* _INPUT DATA_:
::::
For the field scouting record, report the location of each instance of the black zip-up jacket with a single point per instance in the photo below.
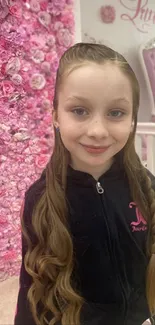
(109, 238)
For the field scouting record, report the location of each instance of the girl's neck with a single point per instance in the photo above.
(96, 172)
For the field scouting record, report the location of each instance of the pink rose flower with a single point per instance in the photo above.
(46, 68)
(37, 56)
(3, 68)
(7, 87)
(34, 5)
(17, 79)
(108, 14)
(3, 12)
(50, 40)
(56, 7)
(16, 11)
(44, 18)
(67, 18)
(64, 37)
(41, 161)
(43, 5)
(37, 81)
(13, 66)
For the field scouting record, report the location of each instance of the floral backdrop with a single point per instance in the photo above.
(33, 36)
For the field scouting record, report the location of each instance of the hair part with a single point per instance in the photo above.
(51, 261)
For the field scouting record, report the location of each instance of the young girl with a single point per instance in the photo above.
(88, 223)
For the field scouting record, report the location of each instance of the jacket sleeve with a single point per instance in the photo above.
(23, 314)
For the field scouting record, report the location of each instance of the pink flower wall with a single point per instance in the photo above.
(33, 36)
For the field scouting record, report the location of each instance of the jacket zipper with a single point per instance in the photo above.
(100, 191)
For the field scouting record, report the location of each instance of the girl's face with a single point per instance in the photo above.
(94, 115)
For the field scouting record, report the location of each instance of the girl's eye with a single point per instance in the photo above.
(80, 111)
(116, 114)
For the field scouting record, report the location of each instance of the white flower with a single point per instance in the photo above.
(38, 56)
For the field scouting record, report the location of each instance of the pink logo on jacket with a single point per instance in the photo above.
(140, 224)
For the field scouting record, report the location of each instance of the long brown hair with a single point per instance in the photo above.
(50, 262)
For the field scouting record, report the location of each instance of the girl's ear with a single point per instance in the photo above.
(55, 119)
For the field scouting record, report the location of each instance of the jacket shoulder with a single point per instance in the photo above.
(152, 177)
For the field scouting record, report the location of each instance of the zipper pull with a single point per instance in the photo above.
(99, 187)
::::
The records shown above are to be repeated exactly, with the pictures left out.

For the field scouting record, report the location of each instance of the black zip-up jacket with a single point per instance in the photo below.
(109, 238)
For the field scouting record, report the location of each instance of the girl's neck with a single point per instance in the photo above.
(96, 172)
For the field scouting record, report the location of each instance of the pink rose flower with a single point per instance in the photo above.
(46, 68)
(37, 56)
(3, 68)
(7, 87)
(34, 5)
(17, 79)
(108, 14)
(3, 12)
(50, 40)
(56, 7)
(16, 11)
(44, 18)
(67, 18)
(64, 37)
(41, 161)
(43, 5)
(37, 81)
(13, 66)
For the field scouting record, report the location of each instance of the floral backdrop with a single point per instance in the photo above.
(33, 36)
For the field scouting record, report the location of each instance of the hair part with a single point per instance in the photo above.
(51, 261)
For the field scouting record, report the location of each instance of the young girl with a single point per instance in the photo above.
(88, 223)
For the field scouting record, report the location of each instance of the jacket sleeve with a single point per instance in the photo above.
(23, 314)
For the field scouting record, report the location of each instance of the pink flower wall with a single point per instance in the photo above.
(33, 36)
For the field scouting record, report the location of each instance of the jacket zipper with a single point per instance in the photo above.
(100, 191)
For the field scouting record, report the location of each instance of the girl's face with a single point per instance in the photo above.
(94, 115)
For the field scouting record, report the location of each instance of the girl's eye with a single point per instance in the photo above.
(80, 111)
(116, 114)
For the field scouting record, report the location of each instance of the white flower with a single point per instance in the photo above.
(38, 56)
For the field scouting record, report the location of each instance of the pink logo on jacket with a single point per instance in the photo above.
(140, 224)
For the field scouting record, report the location of each instance of the long brown hair with a single point per instance in the photo above.
(50, 262)
For the field scouting record, report the location of each instance of the girl's ear with a single point per instance in the photo above.
(55, 119)
For the field scouting record, report the location of each instance of the jacket shoulder with a single point per instance in the photo above.
(152, 177)
For the field scouting record, report the location of each instance of the zipper pull with a single point per instance in the photo above.
(99, 187)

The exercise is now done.